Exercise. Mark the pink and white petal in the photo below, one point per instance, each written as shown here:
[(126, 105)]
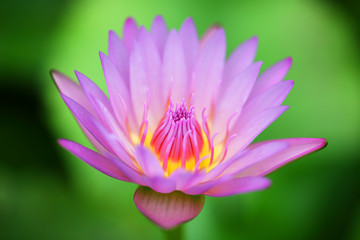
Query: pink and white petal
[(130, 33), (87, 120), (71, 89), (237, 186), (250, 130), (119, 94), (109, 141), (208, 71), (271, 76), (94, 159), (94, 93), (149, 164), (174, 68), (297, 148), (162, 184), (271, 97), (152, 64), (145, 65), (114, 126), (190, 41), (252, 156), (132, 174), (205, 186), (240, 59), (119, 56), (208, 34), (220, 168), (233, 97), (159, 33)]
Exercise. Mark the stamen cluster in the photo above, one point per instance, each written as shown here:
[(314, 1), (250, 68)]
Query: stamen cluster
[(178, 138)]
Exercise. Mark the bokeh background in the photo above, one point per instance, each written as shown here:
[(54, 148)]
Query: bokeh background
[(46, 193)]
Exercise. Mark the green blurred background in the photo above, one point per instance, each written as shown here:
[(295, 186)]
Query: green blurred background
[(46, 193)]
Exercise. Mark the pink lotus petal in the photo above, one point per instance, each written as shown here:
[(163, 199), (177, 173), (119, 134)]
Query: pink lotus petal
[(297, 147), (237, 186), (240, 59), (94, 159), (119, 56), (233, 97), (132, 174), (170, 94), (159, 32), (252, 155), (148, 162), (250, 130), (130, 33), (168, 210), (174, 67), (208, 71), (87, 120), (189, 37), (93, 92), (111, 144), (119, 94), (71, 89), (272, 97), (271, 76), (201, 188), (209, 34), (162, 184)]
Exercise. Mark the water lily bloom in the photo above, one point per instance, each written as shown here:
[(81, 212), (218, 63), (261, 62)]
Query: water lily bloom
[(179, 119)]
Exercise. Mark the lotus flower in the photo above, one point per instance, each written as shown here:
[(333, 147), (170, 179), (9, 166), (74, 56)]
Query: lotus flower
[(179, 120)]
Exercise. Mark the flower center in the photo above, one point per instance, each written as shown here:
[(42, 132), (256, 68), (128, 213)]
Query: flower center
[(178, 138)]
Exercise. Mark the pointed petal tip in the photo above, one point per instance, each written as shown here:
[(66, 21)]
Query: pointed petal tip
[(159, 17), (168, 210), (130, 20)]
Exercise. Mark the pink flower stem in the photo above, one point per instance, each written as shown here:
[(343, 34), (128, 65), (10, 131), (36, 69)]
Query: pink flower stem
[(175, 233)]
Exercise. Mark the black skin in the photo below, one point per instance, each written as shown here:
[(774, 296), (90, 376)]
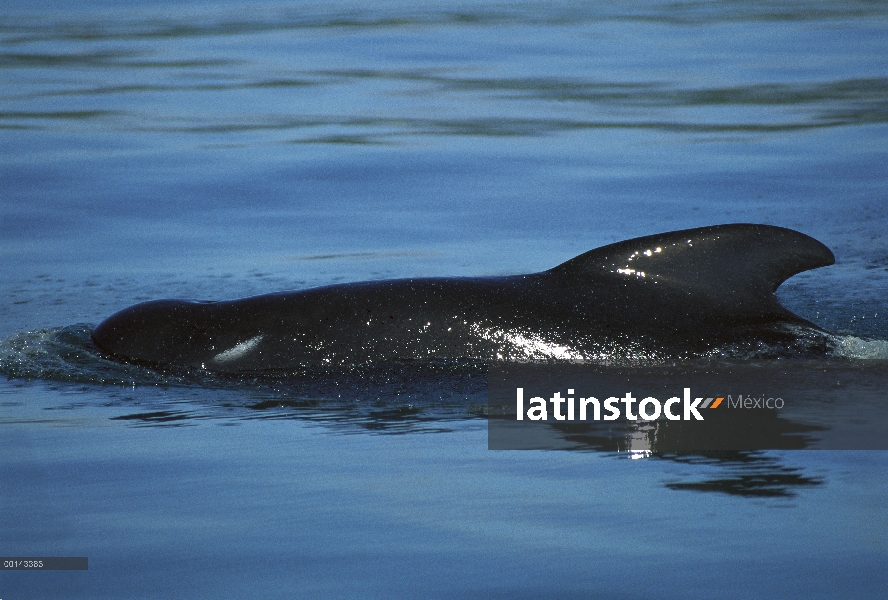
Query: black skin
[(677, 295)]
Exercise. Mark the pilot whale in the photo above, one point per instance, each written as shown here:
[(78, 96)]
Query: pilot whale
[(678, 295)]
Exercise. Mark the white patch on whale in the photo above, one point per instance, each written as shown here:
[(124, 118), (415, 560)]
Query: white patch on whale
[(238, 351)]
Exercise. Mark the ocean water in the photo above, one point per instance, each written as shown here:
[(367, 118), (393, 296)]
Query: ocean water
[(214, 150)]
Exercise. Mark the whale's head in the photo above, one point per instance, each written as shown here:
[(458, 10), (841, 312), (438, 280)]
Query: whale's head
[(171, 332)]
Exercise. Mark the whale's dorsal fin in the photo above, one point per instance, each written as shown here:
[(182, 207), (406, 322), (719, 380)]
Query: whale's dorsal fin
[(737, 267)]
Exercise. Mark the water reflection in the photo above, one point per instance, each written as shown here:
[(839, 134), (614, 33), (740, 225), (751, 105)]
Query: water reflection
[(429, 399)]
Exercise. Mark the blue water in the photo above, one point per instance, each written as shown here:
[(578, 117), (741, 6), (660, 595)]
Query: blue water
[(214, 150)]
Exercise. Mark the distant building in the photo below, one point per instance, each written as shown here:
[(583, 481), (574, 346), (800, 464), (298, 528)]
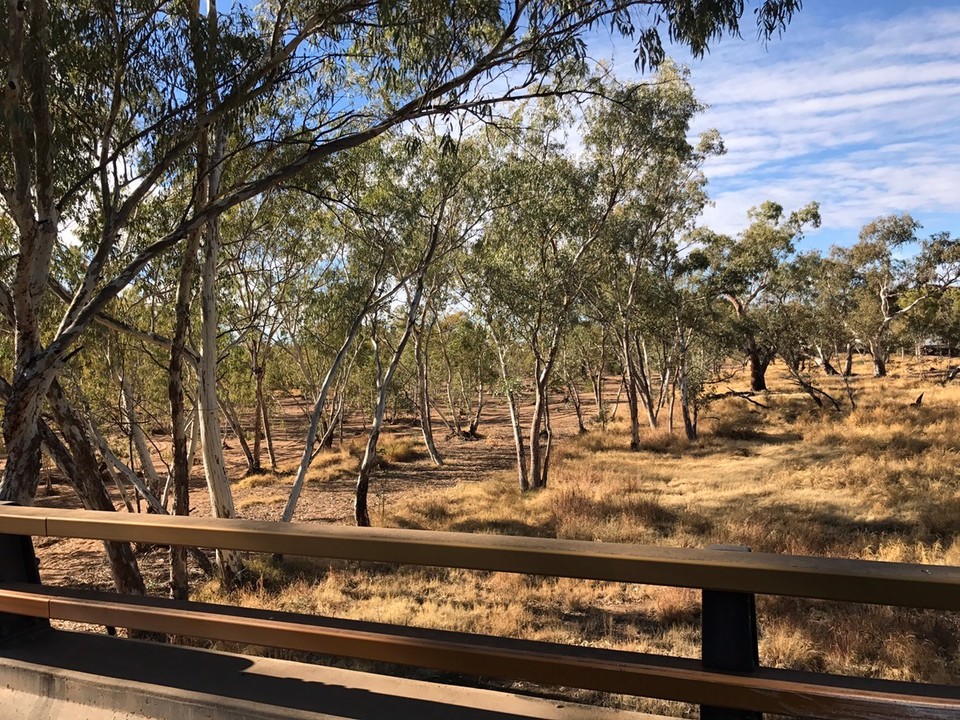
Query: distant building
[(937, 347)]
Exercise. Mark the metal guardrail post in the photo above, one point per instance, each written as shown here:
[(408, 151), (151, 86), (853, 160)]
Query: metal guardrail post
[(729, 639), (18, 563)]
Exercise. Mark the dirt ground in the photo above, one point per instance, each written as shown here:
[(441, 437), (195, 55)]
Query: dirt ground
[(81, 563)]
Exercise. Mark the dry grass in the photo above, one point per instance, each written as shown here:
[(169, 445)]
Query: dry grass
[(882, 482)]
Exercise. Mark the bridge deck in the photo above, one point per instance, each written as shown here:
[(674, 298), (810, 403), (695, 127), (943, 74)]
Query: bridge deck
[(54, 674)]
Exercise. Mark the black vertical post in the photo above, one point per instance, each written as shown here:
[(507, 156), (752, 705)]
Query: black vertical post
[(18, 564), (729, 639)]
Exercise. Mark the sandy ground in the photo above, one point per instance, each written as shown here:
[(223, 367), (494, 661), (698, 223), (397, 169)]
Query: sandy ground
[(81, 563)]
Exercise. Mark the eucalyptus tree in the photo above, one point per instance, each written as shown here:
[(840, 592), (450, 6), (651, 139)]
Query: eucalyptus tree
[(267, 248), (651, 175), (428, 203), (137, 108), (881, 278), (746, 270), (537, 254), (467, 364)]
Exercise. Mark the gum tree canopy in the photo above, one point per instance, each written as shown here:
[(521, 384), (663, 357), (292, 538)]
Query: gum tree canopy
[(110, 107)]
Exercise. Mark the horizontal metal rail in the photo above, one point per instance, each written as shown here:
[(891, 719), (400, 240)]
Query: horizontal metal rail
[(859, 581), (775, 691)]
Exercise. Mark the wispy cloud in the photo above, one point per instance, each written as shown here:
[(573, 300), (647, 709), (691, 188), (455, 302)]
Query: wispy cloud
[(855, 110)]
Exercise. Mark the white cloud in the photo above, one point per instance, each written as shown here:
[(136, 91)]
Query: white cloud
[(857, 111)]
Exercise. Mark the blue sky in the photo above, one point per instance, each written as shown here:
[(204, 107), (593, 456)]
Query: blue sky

═══

Quote the part of the lines above that opens with the line containing "Exercise. Mark the whale's head" and closes with the line containing "[(429, 399)]", with both of those lines included, copying each one word for word.

- [ANSWER TO THIS TASK]:
Exercise. Mark the whale's head in the photo above, one point per instance, each written as shown here:
[(458, 10), (841, 312), (438, 280)]
Query: whale's head
[(171, 332)]
Exercise. Mark the whale's dorsal fin in the photo above, one point per instance, each written as shown here:
[(182, 207), (406, 322), (719, 380)]
Query: whale's dorsal fin
[(737, 267)]
Exercise. Mark the water reflection in the photo above, one point per instance, each written as shown here:
[(839, 134), (614, 33), (740, 225), (751, 105)]
Query: water reflection
[(429, 399)]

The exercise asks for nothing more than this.